TASK DESCRIPTION:
Go through the entries below and print, exactly, the lines starting at the one with "[[463, 110], [232, 166], [388, 571], [535, 424]]" and ending at the one with "[[516, 158]]", keeping both ends and no others.

(Natural-language object grounding data)
- - -

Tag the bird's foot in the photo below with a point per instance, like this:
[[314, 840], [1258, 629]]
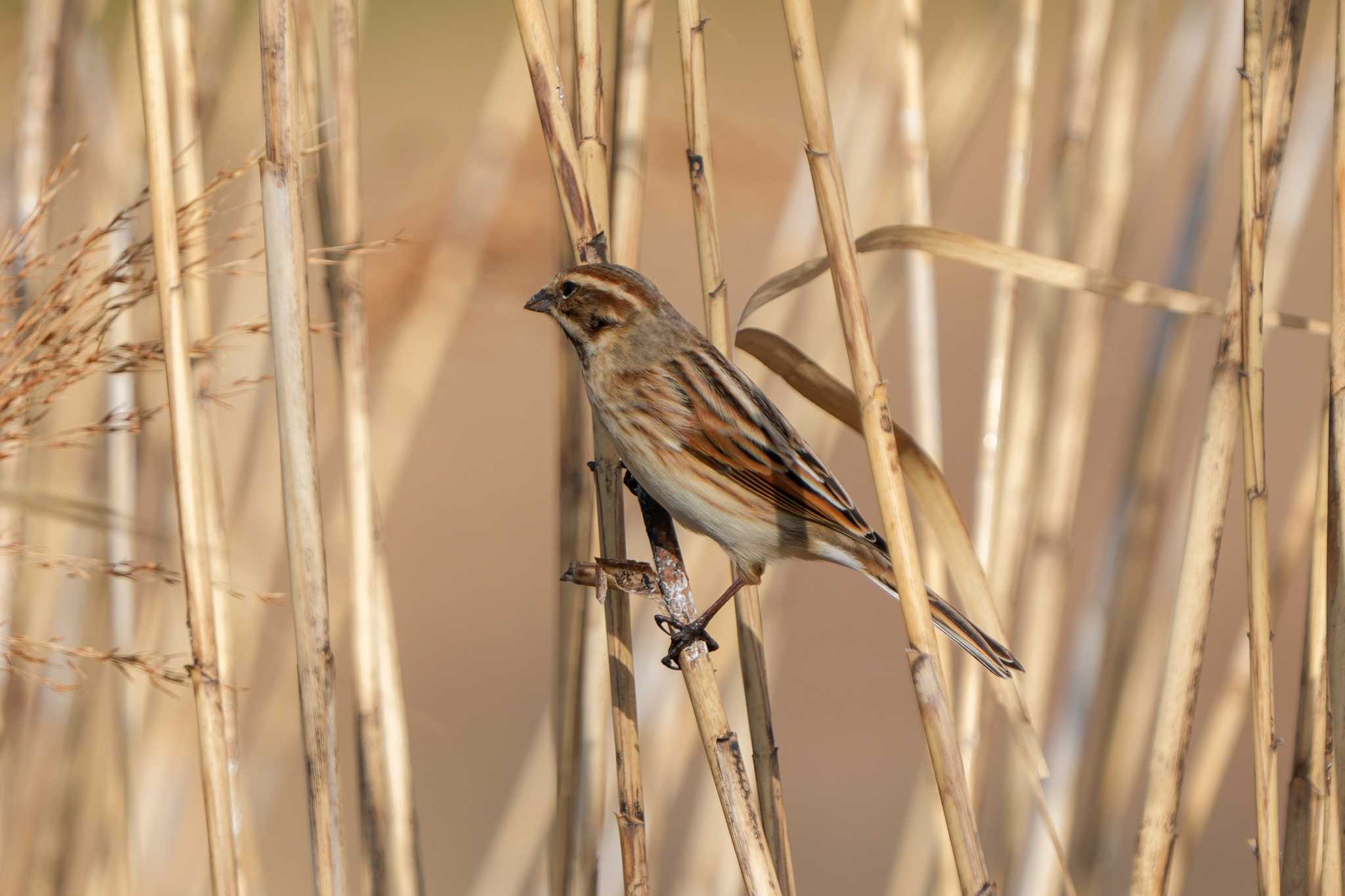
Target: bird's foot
[[684, 634]]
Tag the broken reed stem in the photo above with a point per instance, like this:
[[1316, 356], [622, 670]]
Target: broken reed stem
[[1336, 457], [1308, 779], [590, 245], [1252, 387], [1001, 341], [607, 472], [715, 291], [1210, 501], [1228, 710], [287, 286], [583, 694], [387, 809], [883, 452], [186, 457], [630, 120], [721, 743], [191, 184]]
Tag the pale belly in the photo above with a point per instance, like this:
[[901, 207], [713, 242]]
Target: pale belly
[[708, 508]]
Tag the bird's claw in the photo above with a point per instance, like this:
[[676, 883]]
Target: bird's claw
[[684, 634]]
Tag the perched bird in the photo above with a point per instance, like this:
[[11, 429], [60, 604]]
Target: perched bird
[[704, 441]]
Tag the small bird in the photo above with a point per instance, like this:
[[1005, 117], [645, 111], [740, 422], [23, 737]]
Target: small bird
[[708, 445]]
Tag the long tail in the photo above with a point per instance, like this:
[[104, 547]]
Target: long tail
[[965, 633]]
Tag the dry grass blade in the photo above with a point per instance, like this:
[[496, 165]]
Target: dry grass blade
[[191, 186], [1305, 815], [607, 475], [287, 286], [630, 117], [937, 503], [1252, 387], [1020, 263], [715, 289], [187, 473], [1200, 561], [721, 744], [833, 210], [1001, 340], [1336, 412], [386, 800]]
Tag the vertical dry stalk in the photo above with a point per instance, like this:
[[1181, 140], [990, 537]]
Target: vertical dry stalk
[[387, 807], [630, 114], [1308, 781], [590, 245], [921, 316], [1228, 711], [1252, 387], [1001, 340], [287, 286], [1210, 500], [607, 472], [187, 473], [1126, 673], [715, 289], [1336, 456], [883, 450], [191, 183], [721, 744]]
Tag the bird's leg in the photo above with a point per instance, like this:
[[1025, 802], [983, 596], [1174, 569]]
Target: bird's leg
[[686, 633]]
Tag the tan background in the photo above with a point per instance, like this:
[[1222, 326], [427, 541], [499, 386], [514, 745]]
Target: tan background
[[471, 522]]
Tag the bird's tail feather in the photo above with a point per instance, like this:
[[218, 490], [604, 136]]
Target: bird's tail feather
[[965, 633]]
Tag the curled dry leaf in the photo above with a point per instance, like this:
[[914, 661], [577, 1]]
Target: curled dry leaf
[[933, 495], [992, 255]]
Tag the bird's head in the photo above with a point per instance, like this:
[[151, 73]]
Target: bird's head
[[602, 308]]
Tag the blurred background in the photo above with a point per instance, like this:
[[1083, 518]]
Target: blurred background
[[466, 403]]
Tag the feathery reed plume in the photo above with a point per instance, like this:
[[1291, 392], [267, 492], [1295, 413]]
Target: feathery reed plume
[[715, 289], [287, 288], [387, 809], [187, 473], [190, 186], [1210, 501], [883, 450]]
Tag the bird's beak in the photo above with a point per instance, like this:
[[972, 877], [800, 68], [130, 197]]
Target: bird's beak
[[542, 301]]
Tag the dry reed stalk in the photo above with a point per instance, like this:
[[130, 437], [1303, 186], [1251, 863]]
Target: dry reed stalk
[[721, 744], [607, 475], [1001, 340], [187, 473], [590, 245], [1125, 672], [1252, 387], [584, 696], [715, 289], [1305, 820], [630, 119], [1336, 454], [883, 450], [287, 288], [387, 809], [1224, 729], [1172, 731], [188, 154]]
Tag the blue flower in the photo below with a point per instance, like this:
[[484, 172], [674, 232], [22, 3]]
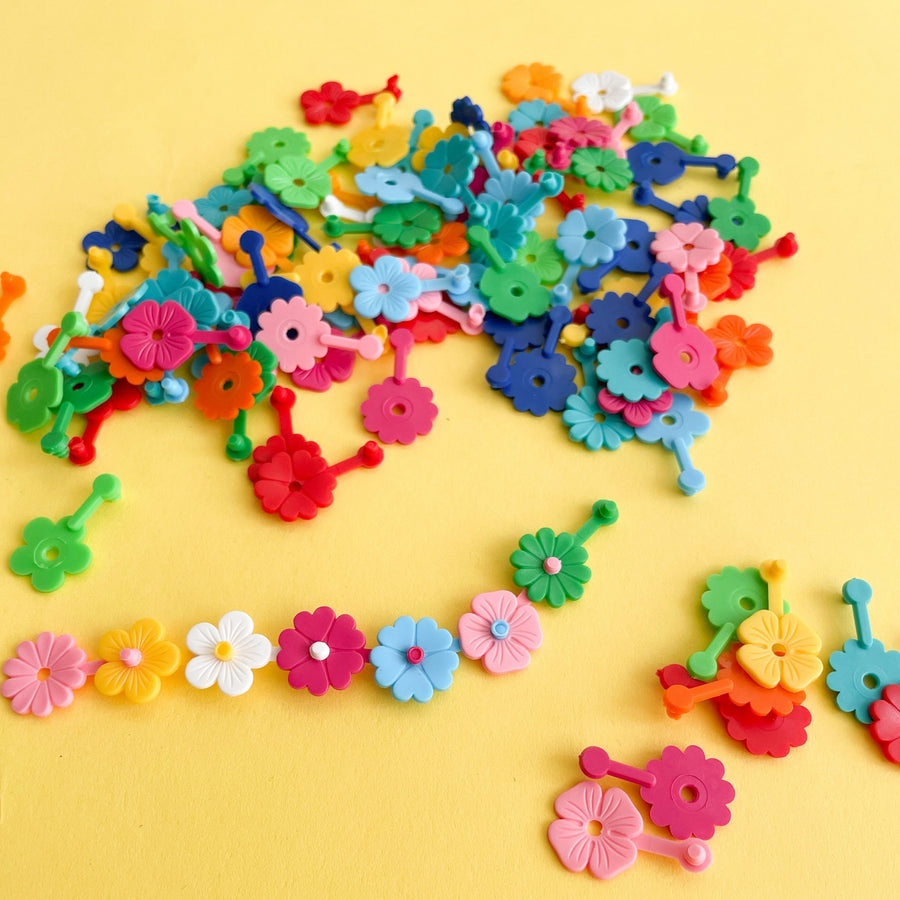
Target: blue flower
[[860, 674], [592, 426], [590, 237], [681, 422], [414, 659], [222, 202], [532, 113], [124, 244], [449, 166], [469, 114], [627, 369], [384, 289]]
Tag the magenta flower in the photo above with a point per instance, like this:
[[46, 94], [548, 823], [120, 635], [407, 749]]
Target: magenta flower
[[44, 673], [500, 631], [690, 796], [595, 830], [158, 335], [687, 246], [321, 651]]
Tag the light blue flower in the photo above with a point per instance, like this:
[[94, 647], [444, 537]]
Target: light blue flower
[[592, 426], [627, 369], [533, 113], [222, 202], [449, 166], [414, 659], [680, 422], [384, 289], [860, 674], [591, 237]]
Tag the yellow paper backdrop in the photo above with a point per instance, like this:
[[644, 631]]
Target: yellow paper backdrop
[[279, 794]]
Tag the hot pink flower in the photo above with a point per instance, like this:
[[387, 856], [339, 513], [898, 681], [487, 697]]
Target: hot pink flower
[[500, 631], [44, 673], [321, 651], [158, 335], [687, 246], [606, 853]]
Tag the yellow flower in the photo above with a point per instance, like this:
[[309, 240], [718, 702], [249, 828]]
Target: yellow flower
[[779, 650], [325, 278], [136, 660]]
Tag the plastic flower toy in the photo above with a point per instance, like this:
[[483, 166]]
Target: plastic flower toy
[[552, 566], [136, 661], [414, 659], [44, 673], [226, 655], [501, 631], [321, 651], [221, 202]]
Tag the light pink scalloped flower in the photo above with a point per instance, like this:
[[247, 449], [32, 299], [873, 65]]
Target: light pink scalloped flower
[[501, 631], [595, 830], [687, 246], [44, 673], [158, 335]]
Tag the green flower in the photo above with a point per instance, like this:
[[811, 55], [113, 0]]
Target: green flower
[[737, 221], [51, 551], [298, 181], [600, 167], [406, 224], [541, 257], [550, 566]]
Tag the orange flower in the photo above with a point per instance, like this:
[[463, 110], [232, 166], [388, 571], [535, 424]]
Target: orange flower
[[449, 241], [278, 238], [739, 344], [228, 386], [120, 366], [534, 82]]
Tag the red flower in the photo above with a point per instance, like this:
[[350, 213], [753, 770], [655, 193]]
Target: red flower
[[294, 485], [885, 727], [772, 734], [331, 103]]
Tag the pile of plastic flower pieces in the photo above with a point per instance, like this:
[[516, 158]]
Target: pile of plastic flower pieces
[[758, 682], [601, 830], [460, 233]]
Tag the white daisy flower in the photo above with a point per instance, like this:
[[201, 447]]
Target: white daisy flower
[[226, 655]]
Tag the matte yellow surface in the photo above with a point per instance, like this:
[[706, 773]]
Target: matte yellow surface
[[279, 794]]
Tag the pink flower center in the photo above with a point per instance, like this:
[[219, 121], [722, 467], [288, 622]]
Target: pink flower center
[[552, 565], [131, 656]]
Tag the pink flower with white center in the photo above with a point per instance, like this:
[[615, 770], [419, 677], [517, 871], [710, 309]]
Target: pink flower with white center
[[501, 631], [158, 335], [687, 246], [44, 673]]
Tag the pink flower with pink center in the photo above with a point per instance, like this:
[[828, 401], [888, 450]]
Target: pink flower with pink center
[[501, 631]]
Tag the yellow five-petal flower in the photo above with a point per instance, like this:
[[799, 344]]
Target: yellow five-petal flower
[[136, 660], [779, 650]]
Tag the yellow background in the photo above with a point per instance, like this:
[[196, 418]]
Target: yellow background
[[281, 794]]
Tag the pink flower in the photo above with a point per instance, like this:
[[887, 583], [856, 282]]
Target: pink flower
[[44, 673], [158, 335], [573, 834], [690, 796], [687, 246], [321, 651], [500, 631]]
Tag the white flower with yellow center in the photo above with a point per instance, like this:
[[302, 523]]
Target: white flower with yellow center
[[226, 655]]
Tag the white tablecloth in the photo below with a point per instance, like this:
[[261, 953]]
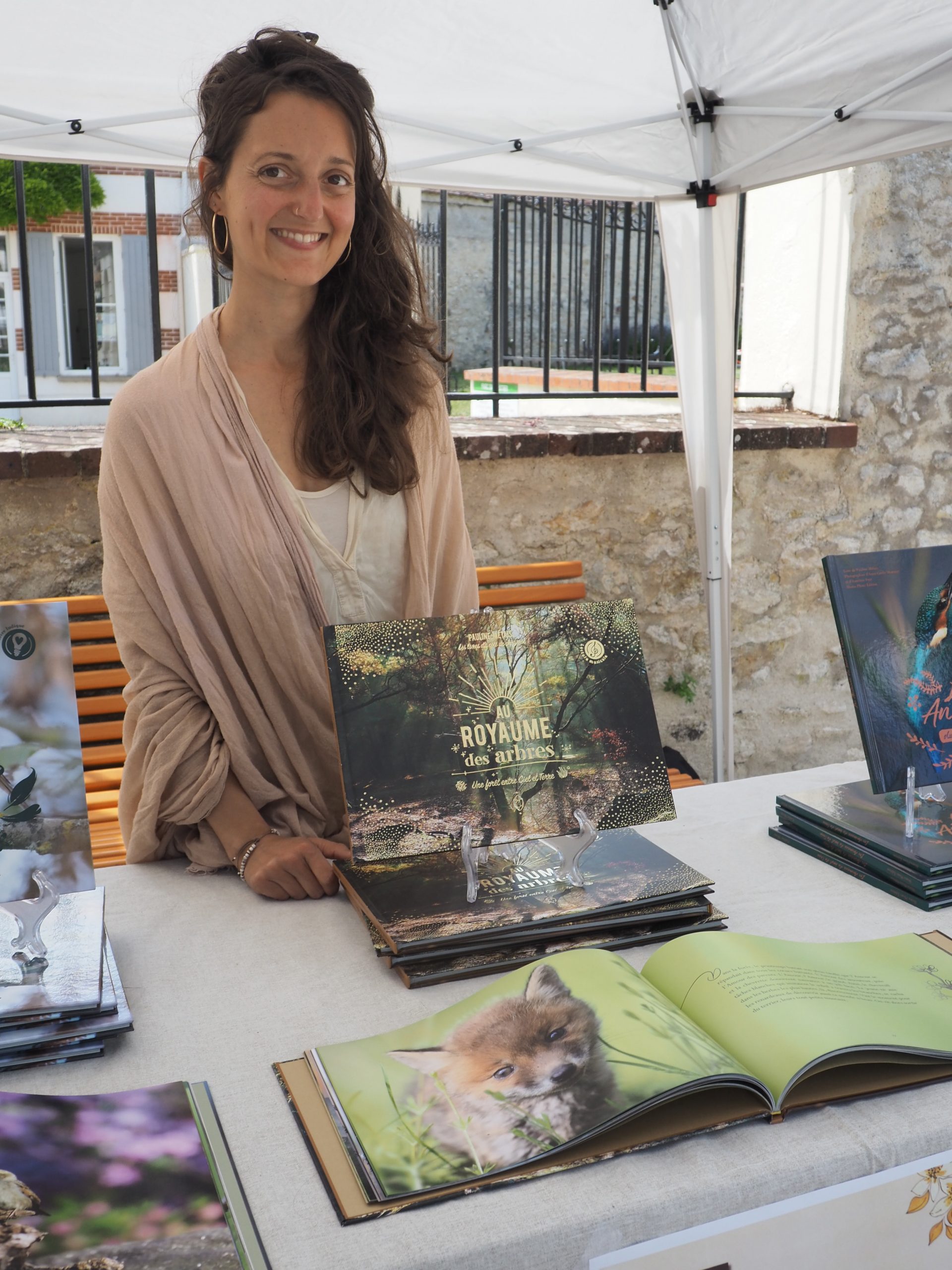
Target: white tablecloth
[[223, 983]]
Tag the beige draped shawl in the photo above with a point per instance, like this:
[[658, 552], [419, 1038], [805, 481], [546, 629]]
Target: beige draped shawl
[[216, 607]]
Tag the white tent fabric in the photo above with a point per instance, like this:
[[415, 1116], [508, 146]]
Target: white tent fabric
[[540, 97], [700, 259]]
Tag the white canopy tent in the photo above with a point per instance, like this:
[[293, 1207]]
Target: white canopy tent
[[626, 99]]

- - -

TASK ANSWER:
[[463, 110], [232, 166], [388, 571], [535, 424]]
Target: orange flower
[[449, 241], [278, 238], [739, 344], [228, 386], [120, 366], [534, 82]]
Tag the red flower in the photo above with a point per instance, like this:
[[350, 213], [753, 770], [655, 193]]
Target: red flower
[[294, 485], [885, 727], [772, 734], [331, 103]]
Tag the pile of plastic flower pieces in the photo above with a point per instance, like this:
[[516, 158]]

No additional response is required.